* _Extracted entries_

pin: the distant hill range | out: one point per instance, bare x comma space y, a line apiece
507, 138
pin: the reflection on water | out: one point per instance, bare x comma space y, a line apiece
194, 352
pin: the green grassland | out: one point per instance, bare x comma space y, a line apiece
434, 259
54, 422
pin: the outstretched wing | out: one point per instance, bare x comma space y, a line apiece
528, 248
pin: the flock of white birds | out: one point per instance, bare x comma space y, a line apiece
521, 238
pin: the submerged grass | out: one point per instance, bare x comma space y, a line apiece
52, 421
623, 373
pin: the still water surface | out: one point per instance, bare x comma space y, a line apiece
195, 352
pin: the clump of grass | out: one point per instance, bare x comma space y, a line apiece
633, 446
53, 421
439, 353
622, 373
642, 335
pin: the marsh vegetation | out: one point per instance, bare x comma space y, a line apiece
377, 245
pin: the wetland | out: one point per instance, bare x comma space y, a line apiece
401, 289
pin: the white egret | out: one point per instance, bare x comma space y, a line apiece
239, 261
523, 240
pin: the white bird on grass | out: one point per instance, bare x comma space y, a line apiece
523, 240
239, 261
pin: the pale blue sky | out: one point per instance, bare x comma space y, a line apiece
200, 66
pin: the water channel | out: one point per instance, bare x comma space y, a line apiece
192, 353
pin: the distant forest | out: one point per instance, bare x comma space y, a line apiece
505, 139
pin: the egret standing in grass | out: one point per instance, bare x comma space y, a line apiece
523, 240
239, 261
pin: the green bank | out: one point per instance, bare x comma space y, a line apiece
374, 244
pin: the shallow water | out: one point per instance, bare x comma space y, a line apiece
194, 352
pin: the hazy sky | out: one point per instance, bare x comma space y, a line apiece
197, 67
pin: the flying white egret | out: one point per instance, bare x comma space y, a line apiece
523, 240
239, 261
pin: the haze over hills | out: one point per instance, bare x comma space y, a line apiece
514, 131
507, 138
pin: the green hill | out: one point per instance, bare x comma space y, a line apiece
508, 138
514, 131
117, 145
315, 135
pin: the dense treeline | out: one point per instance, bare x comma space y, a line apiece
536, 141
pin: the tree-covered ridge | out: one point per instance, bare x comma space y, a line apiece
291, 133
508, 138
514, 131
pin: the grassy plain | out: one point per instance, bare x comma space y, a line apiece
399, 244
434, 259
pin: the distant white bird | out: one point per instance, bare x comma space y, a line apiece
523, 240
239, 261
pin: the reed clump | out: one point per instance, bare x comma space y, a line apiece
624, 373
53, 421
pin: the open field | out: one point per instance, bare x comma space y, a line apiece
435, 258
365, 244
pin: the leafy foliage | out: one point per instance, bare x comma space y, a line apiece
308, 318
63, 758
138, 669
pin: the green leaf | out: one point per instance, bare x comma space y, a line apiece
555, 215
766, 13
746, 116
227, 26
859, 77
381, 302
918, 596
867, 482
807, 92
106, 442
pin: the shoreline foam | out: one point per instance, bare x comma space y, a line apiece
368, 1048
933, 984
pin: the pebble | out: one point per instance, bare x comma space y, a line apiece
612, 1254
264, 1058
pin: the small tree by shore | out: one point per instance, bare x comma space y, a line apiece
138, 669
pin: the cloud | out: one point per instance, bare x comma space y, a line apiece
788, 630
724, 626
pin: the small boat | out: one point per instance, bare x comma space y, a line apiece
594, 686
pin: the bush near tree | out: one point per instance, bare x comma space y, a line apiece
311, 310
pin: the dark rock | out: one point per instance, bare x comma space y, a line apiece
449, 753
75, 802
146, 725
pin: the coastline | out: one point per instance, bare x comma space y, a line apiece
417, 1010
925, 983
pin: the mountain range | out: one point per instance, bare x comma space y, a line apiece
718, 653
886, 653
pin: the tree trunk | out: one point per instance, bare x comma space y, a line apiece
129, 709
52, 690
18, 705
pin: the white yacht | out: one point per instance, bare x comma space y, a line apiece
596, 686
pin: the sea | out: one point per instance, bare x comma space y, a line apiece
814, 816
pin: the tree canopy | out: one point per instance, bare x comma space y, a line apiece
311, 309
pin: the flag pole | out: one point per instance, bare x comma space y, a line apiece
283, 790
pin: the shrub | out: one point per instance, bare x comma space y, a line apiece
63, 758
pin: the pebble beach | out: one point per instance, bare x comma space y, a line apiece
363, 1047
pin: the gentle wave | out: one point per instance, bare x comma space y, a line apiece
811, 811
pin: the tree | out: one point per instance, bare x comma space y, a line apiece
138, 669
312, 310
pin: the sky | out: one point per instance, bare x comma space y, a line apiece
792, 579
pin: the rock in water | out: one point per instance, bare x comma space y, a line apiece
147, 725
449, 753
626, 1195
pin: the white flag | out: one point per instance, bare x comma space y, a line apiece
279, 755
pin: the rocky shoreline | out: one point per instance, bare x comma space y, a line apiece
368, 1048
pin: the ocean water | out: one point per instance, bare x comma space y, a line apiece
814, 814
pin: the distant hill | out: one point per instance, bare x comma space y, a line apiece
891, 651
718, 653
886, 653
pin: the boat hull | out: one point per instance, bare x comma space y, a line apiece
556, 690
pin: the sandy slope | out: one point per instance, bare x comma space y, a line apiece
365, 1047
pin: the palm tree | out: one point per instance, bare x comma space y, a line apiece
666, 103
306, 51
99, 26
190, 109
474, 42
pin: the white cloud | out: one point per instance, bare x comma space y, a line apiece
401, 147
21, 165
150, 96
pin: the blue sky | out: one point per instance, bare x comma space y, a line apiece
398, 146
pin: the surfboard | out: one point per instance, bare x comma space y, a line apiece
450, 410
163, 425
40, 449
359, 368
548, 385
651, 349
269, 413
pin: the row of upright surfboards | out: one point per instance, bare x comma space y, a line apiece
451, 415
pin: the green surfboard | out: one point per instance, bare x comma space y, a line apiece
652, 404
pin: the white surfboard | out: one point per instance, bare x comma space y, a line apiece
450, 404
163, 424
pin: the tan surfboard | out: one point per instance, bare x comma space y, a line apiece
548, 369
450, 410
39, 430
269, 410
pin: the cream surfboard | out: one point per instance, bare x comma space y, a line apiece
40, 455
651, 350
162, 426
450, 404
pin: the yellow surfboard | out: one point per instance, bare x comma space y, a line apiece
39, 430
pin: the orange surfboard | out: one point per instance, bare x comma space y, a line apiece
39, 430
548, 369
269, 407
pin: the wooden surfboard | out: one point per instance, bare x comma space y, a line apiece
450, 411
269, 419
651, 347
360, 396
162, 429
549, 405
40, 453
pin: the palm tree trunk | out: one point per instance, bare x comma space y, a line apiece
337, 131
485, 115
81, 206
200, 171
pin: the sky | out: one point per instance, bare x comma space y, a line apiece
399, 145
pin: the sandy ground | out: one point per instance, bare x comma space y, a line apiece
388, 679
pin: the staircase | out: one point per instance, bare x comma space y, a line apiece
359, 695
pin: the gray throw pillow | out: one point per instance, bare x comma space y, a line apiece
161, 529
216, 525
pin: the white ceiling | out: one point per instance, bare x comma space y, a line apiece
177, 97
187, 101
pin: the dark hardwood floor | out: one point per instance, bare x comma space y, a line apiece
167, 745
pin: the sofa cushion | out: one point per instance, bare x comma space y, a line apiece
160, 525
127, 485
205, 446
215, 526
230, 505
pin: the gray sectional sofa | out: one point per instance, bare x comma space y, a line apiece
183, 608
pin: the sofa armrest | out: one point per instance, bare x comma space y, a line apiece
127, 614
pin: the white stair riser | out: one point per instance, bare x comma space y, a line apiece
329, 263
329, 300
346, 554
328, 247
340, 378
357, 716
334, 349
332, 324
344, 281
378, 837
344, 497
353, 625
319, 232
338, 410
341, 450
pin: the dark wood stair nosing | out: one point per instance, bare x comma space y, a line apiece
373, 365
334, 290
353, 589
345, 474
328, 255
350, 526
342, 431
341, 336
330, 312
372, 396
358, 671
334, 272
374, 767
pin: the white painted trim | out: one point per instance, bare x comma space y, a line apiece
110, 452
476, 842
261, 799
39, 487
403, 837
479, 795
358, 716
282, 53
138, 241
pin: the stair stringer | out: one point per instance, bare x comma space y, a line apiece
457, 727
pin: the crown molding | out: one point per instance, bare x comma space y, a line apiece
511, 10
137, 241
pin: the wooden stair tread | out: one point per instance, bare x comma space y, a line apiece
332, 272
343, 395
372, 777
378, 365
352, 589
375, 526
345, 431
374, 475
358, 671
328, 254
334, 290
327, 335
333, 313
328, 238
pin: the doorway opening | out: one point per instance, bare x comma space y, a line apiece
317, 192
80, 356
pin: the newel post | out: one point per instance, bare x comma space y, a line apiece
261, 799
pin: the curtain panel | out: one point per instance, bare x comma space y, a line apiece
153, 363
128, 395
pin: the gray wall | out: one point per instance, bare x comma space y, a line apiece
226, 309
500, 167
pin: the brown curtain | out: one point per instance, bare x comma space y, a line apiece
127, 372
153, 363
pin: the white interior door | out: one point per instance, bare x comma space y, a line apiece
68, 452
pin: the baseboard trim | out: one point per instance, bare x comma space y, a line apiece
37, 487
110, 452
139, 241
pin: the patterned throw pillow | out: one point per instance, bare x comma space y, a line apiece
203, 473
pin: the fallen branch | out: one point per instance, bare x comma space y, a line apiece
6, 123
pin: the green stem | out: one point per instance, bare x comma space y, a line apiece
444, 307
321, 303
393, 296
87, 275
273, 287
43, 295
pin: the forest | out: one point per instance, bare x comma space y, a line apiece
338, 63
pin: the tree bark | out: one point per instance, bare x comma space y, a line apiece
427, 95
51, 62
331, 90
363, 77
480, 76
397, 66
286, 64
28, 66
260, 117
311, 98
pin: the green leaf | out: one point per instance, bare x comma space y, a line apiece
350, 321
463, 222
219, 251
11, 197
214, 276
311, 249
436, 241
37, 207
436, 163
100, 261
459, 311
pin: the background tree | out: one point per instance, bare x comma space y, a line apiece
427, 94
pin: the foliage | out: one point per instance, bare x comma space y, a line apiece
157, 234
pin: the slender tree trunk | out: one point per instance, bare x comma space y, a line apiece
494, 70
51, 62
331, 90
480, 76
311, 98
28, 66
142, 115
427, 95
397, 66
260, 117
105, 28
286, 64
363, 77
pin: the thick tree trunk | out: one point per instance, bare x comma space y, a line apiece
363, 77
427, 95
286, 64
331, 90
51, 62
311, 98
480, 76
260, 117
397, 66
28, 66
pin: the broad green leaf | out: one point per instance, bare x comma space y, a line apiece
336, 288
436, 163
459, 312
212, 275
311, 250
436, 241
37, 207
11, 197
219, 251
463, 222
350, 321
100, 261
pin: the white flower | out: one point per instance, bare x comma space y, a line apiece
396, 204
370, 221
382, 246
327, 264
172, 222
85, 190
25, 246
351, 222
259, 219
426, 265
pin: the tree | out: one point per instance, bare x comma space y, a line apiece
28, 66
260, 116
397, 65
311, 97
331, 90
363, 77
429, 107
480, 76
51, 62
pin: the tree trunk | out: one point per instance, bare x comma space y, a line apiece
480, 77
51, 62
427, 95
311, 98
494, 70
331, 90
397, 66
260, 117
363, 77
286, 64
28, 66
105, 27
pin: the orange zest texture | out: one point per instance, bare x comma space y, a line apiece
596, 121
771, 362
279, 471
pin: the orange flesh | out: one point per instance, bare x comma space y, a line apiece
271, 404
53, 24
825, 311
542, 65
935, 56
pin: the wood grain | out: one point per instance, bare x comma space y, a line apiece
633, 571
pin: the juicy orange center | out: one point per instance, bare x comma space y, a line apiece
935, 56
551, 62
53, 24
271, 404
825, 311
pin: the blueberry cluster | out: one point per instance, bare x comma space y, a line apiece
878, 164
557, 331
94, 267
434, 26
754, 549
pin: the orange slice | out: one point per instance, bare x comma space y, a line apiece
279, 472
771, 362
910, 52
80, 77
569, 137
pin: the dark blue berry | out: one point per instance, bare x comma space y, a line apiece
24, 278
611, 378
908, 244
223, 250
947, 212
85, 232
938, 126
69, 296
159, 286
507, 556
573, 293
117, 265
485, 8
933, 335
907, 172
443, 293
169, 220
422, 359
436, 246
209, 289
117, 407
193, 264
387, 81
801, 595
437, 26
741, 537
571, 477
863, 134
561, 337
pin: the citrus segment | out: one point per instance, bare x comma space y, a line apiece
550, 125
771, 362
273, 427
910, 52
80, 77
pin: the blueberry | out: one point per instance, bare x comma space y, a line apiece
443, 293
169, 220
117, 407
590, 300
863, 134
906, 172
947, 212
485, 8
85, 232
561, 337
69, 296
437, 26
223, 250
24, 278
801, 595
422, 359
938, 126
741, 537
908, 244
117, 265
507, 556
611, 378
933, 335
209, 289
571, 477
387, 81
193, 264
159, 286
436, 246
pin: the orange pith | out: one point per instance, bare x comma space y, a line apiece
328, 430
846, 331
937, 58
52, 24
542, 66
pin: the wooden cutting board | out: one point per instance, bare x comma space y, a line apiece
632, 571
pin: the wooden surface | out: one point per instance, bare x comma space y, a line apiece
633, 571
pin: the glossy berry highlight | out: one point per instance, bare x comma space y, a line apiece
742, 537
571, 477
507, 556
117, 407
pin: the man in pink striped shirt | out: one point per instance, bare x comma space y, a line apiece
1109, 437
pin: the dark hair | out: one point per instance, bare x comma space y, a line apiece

* _Task to complete_
Each line from the one containing "pin: the juicy" to the final line of the entries above must be returned exactly, and no other line may appear.

* _Response to this task_
pin: the juicy orange center | out: one point per instance, bare x comma space y, a line apiece
935, 56
551, 62
53, 24
271, 404
825, 311
pin: the blueberry cluster | out: one point per instance, bare x comma space y, a line apiece
878, 164
557, 331
94, 267
434, 26
754, 549
pin: the orange slice | out: one point per instance, bare x comma space y, a line apiece
279, 472
771, 362
910, 52
80, 77
569, 137
pin: the dark blue berry | out: one point per instance, bare x comma space y, a line apiece
24, 278
611, 378
908, 244
223, 250
947, 212
85, 232
938, 126
69, 296
159, 286
507, 556
573, 293
117, 265
485, 8
933, 335
907, 172
443, 293
169, 220
422, 359
436, 246
209, 289
117, 407
193, 264
387, 81
801, 595
437, 26
741, 537
571, 477
863, 134
561, 337
pin: the citrus segment | out: one point per instance, bare x comma space y, a line apiece
550, 125
771, 362
273, 427
910, 52
80, 77
pin: the blueberry | out: one point per instance, bare x comma space y, a line apiece
443, 293
169, 220
117, 407
590, 300
863, 134
906, 172
947, 212
485, 8
85, 232
561, 337
69, 296
437, 26
223, 250
24, 278
801, 595
422, 359
938, 126
741, 537
908, 244
117, 265
507, 556
611, 378
933, 335
209, 289
571, 477
387, 81
193, 264
159, 286
436, 246
pin: the orange pith | out: one point per instance, bare x comma space y, a line apiece
328, 430
846, 331
937, 58
52, 24
542, 66
pin: the wooden cutting board | out: one point per instance, bare x comma space y, a line apiece
632, 571
pin: the wooden surface | out: one point per instance, bare x comma space y, a line apiece
633, 571
pin: the glossy berry highlight | out: one point per instance, bare x comma space y, a line apiece
742, 537
571, 477
507, 556
117, 407
pin: the man in pink striped shirt | out: one point per instance, bare x comma space y, a line apiece
1109, 437
pin: the dark hair | out: one point per instance, bare x comma space y, a line apiece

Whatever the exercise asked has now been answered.